Entries for locating named things
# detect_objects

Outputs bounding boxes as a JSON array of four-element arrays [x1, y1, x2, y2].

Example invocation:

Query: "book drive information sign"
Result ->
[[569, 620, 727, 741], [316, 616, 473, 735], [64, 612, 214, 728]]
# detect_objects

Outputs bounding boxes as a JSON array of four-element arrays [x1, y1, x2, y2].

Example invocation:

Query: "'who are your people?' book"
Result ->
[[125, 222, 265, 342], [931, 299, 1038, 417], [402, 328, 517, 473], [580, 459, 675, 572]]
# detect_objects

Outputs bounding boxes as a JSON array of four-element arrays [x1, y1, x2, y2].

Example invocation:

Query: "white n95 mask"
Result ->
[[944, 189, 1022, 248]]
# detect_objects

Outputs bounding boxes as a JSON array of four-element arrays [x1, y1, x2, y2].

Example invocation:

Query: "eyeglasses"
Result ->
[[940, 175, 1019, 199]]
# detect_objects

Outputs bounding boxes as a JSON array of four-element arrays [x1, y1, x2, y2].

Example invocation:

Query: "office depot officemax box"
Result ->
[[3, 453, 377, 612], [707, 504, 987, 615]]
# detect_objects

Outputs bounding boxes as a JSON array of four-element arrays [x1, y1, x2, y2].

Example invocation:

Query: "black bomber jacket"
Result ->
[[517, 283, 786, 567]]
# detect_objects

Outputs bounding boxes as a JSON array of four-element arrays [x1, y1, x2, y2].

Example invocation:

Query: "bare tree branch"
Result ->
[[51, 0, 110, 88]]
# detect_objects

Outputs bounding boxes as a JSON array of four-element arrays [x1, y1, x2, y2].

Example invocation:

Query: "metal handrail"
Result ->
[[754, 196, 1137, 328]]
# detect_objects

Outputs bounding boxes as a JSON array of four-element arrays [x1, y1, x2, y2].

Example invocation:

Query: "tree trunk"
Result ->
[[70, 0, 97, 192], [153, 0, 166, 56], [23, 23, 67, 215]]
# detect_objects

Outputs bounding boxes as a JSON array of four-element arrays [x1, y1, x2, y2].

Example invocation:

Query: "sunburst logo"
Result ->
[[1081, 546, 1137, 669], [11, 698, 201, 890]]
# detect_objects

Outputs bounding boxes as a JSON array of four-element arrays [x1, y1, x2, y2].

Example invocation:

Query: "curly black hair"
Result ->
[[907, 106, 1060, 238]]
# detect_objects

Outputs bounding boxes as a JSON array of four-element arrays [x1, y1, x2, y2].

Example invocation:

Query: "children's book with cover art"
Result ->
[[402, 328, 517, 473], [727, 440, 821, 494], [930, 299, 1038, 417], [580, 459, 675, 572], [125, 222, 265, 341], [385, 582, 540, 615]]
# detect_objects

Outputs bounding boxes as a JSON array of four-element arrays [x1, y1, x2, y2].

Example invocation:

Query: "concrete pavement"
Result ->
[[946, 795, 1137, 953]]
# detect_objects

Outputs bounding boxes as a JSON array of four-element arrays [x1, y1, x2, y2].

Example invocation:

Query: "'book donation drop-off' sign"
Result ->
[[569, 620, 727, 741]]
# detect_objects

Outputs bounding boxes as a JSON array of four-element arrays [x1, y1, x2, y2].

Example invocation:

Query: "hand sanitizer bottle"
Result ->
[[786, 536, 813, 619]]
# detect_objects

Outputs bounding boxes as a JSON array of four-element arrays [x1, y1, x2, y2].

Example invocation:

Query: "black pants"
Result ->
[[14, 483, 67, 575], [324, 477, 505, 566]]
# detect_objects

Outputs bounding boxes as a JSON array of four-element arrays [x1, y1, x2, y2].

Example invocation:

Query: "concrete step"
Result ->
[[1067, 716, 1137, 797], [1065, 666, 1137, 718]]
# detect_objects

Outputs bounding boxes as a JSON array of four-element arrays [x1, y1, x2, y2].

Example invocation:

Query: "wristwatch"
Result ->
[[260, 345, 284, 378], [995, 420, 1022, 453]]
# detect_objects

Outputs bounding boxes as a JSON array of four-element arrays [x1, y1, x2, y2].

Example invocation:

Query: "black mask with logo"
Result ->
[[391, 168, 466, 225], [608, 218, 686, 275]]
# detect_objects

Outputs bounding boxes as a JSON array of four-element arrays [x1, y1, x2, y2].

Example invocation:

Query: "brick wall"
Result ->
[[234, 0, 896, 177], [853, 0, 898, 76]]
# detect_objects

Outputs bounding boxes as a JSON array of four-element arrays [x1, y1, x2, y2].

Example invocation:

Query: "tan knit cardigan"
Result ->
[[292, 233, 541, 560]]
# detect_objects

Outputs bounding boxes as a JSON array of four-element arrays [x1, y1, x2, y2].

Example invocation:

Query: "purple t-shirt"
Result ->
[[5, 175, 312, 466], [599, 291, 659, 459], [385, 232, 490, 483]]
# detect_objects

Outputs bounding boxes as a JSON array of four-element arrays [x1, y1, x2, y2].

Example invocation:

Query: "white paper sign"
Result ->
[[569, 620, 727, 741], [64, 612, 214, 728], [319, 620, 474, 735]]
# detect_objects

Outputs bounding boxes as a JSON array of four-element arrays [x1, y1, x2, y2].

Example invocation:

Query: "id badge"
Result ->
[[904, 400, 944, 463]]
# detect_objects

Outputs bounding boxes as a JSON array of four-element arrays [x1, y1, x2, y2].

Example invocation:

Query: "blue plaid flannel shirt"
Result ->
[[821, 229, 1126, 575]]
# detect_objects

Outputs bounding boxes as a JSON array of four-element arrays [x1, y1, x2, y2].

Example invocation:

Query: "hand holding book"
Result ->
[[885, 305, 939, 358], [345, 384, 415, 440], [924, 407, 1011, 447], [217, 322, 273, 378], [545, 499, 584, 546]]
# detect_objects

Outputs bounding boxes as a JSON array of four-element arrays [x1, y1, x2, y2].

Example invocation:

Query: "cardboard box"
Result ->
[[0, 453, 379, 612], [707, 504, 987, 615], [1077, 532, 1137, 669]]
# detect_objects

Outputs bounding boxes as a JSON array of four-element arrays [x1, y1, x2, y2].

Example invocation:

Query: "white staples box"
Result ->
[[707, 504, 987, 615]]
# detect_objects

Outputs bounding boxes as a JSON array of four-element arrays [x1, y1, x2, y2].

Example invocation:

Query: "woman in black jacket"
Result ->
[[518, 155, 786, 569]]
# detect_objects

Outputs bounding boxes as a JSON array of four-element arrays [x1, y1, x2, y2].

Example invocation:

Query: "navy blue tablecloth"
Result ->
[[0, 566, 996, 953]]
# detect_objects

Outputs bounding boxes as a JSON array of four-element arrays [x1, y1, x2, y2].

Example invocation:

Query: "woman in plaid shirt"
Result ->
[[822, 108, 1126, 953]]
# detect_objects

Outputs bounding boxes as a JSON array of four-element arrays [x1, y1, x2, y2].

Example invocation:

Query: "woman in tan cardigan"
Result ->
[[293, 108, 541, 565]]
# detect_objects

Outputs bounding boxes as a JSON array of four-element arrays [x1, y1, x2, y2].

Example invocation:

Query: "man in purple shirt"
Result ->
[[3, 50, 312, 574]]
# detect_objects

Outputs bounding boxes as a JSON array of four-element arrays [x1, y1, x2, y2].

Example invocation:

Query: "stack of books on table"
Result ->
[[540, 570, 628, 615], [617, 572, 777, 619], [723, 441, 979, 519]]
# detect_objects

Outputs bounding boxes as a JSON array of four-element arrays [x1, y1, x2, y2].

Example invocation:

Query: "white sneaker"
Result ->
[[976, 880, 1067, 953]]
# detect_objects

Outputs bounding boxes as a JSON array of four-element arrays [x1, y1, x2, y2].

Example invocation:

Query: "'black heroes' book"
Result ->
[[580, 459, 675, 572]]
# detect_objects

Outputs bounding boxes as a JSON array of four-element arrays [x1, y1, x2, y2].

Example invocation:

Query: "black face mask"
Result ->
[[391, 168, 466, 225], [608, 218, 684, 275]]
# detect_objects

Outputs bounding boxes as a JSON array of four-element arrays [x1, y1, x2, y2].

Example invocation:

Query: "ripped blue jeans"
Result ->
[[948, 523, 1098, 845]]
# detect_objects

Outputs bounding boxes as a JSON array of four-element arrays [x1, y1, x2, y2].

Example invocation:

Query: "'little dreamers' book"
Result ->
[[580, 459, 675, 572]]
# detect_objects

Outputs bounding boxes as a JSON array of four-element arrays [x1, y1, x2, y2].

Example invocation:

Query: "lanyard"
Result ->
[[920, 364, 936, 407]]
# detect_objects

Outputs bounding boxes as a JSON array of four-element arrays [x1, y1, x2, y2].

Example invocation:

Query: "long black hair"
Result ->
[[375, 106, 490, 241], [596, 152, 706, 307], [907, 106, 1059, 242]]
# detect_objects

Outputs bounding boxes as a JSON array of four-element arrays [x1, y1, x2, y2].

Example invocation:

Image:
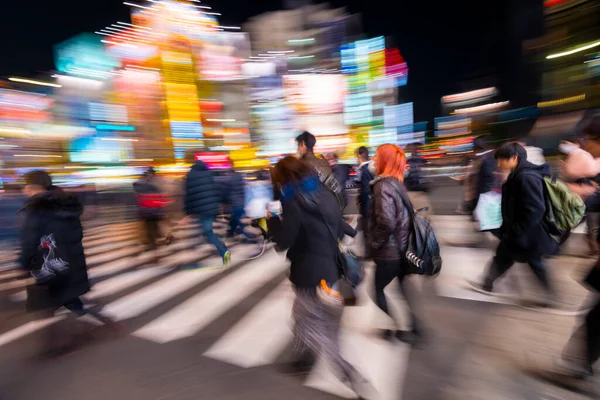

* _TASK PROMPT_:
Can you write out these lines verbatim, starting at the very first line and ending at the line that contains "[[1081, 546, 1137, 669], [11, 698, 201, 890]]", with both of those lines included?

* _EXERCISE SOLUTION_:
# detect_objects

Outputs bounding boxes as a JSON array of four-element arrays [x1, y1, x2, y2].

Example invocation:

Query: "book drive information sign"
Result ->
[[569, 620, 727, 741], [316, 616, 473, 735], [64, 612, 214, 728]]
# detect_objects

Outputs bounding boxes as a JSON array of four-element arrays [x1, y1, x2, y2].

Example invocation:

Query: "'who are your people?' book"
Result ->
[[125, 222, 265, 342], [931, 299, 1038, 417], [402, 328, 517, 473], [580, 459, 675, 572]]
# detect_objects

Outputs bounding boxes as a JSON array of four-element arrays [x1, y1, x2, y2].

Example invocation:

Query: "white n95 mask"
Result ->
[[944, 189, 1022, 248]]
# detect_objects

Outputs bounding boxes as a JSON array of four-element arrays [x1, y1, x2, y2].

Example invocation:

Query: "eyeglasses"
Result ->
[[940, 175, 1019, 199]]
# detect_objects

Outputs bounding boxes as a JSON array of four-element arrays [x1, y1, x2, y2].

Example invocation:

Query: "office depot officemax box"
Result ->
[[3, 453, 377, 612], [707, 504, 987, 615]]
# detect_objects

Outputs bounding boxes as a JSON array of four-element arrays [x1, y1, x2, y2].

Example invocation:

Query: "black bomber jacket"
Result ->
[[517, 283, 786, 567]]
# detect_objects

Outputs bounding boxes as a JSON array of four-element arrays [x1, y1, x2, y2].

Example invocation:

Query: "bare tree branch"
Result ->
[[51, 0, 110, 88]]
# detect_objects

Outputs bounding boxes as a JSON array of four-element arrays [x1, y1, x2, y2].

Example invocation:

Query: "metal handrail"
Result ->
[[754, 196, 1137, 328]]
# detect_objects

Outputs bounding boxes as a JSON array of four-element arrays [x1, y1, x2, y2].

Example invocation:

Query: "tree trunk"
Result ->
[[70, 0, 97, 192], [153, 0, 166, 56], [23, 23, 67, 215]]
# detect_objects

Outputs bounding boxes as a JSON array of four-element arrays [x1, y1, x2, y2].

Example invocation:

Query: "sunburst logo"
Result ->
[[1081, 546, 1137, 669], [11, 698, 201, 890]]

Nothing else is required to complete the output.